■ **PROBLEMS AND TASKS**:
1. Decide whether each statement agrees with the VoxKitchen project description, giving yes or no and quoting the deciding words: (a) the project is described as pre-alpha; (b) its pipeline is defined in a JSON file; (c) it can be used to diarize speakers.
2. Retype the VoxKitchen project description word for word, starting at "Turn raw speech" and ending at "maintaining one-off scripts.".

[TEXT SEGMENT]

Skip to main content

A researcher-friendly, declarative speech data processing toolkit

Project description

VoxKitchen logo

VoxKitchen

Turn raw speech recordings into clean, inspectable training datasets.

VoxKitchen handles the repetitive audio prep around ASR, TTS, speaker analysis, and data cleaning: convert, segment, label, filter, and export from one Docker-backed YAML pipeline.

CI PyPI Python Docker-first 51 operators License

Status: Pre-alpha. APIs and Docker image contents may change between releases.

Use VoxKitchen when you want to:

  • turn long recordings into ASR training data;
  • prepare and inspect TTS datasets;
  • diarize speakers, tag languages, or run speech quality checks;
  • clean, filter, and package audio without maintaining one-off scripts.

[/TEXT SEGMENT]
[SUPPLIED INFORMATION]

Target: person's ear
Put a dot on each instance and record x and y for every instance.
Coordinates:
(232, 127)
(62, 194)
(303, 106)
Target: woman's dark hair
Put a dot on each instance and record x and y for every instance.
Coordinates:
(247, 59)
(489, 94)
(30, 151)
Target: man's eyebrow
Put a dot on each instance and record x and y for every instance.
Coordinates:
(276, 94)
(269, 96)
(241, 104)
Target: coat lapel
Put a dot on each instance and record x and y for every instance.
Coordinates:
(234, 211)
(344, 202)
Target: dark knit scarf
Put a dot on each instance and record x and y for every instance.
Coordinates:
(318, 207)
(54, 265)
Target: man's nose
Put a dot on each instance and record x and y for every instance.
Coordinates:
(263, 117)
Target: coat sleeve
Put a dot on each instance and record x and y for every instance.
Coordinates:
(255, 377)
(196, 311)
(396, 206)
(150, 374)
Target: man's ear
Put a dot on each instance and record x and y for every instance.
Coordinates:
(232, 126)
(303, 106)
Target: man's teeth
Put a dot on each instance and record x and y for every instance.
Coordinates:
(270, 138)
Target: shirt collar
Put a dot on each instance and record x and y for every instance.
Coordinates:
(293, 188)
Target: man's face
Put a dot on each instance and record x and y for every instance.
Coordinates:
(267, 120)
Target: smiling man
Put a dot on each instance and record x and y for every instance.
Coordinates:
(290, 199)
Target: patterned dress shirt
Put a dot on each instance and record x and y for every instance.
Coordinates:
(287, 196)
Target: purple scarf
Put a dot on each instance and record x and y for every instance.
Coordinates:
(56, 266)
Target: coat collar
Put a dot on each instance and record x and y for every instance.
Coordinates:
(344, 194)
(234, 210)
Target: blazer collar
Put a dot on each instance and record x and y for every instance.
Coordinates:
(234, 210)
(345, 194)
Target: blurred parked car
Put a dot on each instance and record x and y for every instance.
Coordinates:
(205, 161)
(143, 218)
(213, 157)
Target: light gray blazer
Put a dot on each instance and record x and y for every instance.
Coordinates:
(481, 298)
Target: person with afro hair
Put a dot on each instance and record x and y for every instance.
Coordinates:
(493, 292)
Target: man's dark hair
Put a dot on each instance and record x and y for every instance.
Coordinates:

[/SUPPLIED INFORMATION]

■ **REPLIES**:
1.
(a) Yes: "Status: Pre-alpha."
(b) No: "one Docker-backed YAML pipeline"
(c) Yes: "diarize speakers, tag languages, or run speech quality checks"

2.
Turn raw speech recordings into clean, inspectable training datasets.

VoxKitchen handles the repetitive audio prep around ASR, TTS, speaker analysis, and data cleaning: convert, segment, label, filter, and export from one Docker-backed YAML pipeline.

CI PyPI Python Docker-first 51 operators License

Status: Pre-alpha. APIs and Docker image contents may change between releases.

Use VoxKitchen when you want to:

  • turn long recordings into ASR training data;
  • prepare and inspect TTS datasets;
  • diarize speakers, tag languages, or run speech quality checks;
  • clean, filter, and package audio without maintaining one-off scripts.